- [Goal]: Replace "safety vest" with "reflective vest" in the lines starting at the one containing "Exercise. For every instance of the person" and ending at the last line, and give those lines again with everything else unchanged.

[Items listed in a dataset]
--- begin ---

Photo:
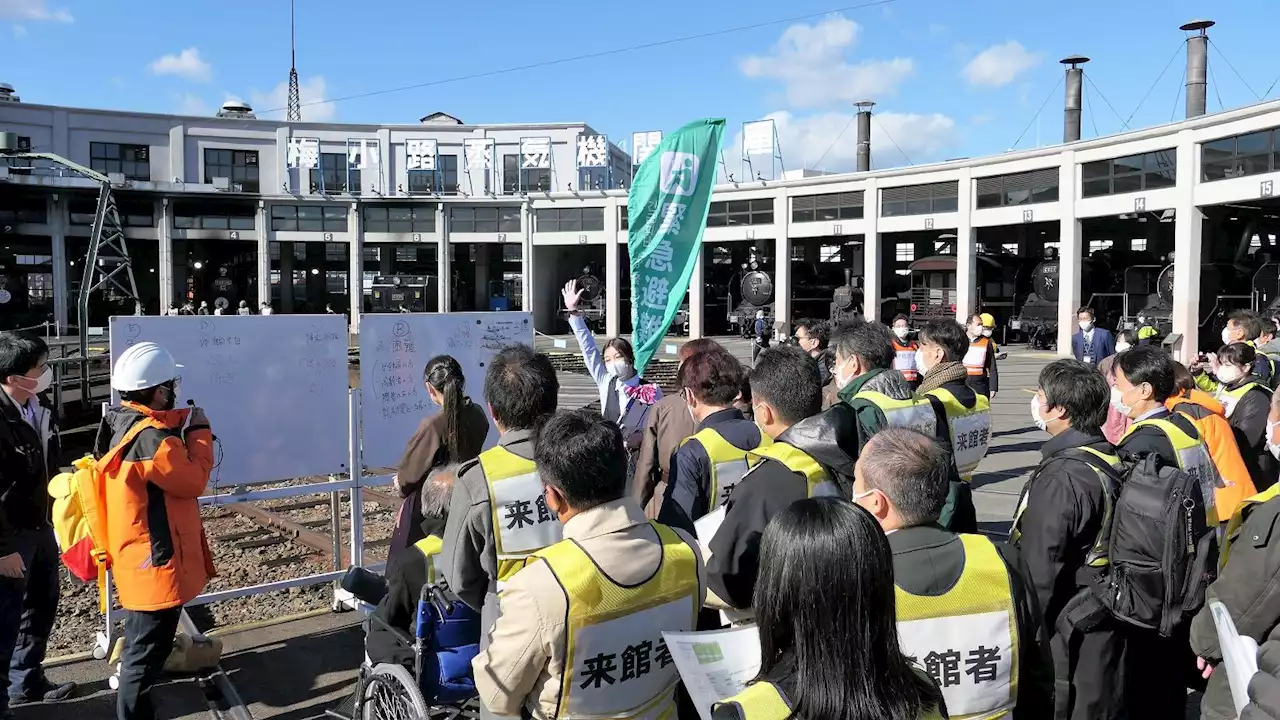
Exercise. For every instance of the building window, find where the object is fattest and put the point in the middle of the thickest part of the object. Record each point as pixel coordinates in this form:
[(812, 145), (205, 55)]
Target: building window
[(309, 218), (920, 199), (1018, 188), (333, 174), (1134, 173), (133, 213), (133, 160), (830, 206), (731, 213), (238, 165), (485, 219), (400, 218), (568, 219), (443, 178), (1242, 155)]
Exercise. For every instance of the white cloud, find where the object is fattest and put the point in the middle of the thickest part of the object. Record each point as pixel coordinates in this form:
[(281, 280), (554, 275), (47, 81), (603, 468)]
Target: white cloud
[(32, 10), (1000, 64), (312, 90), (193, 105), (809, 60), (804, 140), (186, 64)]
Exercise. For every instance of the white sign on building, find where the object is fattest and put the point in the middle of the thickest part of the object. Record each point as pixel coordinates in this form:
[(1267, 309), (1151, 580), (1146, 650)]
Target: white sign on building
[(758, 139), (420, 154), (304, 153), (593, 151), (479, 153), (535, 153), (643, 144)]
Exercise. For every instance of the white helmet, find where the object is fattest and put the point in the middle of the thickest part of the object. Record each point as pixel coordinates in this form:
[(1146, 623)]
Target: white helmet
[(144, 365)]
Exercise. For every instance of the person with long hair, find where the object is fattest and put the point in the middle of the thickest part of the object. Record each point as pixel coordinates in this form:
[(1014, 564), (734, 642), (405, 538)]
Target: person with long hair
[(822, 659), (453, 434)]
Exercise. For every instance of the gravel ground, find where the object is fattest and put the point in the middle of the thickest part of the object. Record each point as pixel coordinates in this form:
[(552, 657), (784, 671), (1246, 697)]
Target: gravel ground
[(78, 618)]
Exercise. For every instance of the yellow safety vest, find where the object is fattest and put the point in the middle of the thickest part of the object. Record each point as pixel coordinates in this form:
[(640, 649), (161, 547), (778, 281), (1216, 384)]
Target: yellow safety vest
[(912, 413), (522, 524), (728, 463), (1232, 397), (967, 638), (616, 664), (1192, 459), (970, 429), (800, 463), (1238, 518), (430, 546), (764, 701), (1098, 555)]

--- end ---

- [Final result]:
Exercise. For every instance of the person with long hair, find where the object is fattest and put the point in the middle of the thickest part of the object. Record each point as pixel coordinates in this form:
[(1014, 564), (734, 642), (405, 538)]
Target: person with long hair
[(822, 659), (453, 434)]
Exercise. For every instance of the gravel ground, find where the object is fattest and put the point in the middle of the thickest part of the object. Record each point as pixel coordinates in this form:
[(552, 657), (784, 671), (1246, 697)]
Target: gravel ground
[(78, 618)]
Exercise. For every instance of the yellow reflective vest, find where the object is fattest and put the point in the middle of the thickest part of the object. Record each point as pixel coordinates in this form:
[(640, 649), (161, 547), (778, 281), (1216, 384)]
Target: yellow reflective vest
[(912, 413), (522, 524), (728, 463), (1232, 397), (967, 638), (616, 664), (1192, 459), (970, 429), (800, 463), (1238, 518), (430, 546), (764, 701), (1098, 555)]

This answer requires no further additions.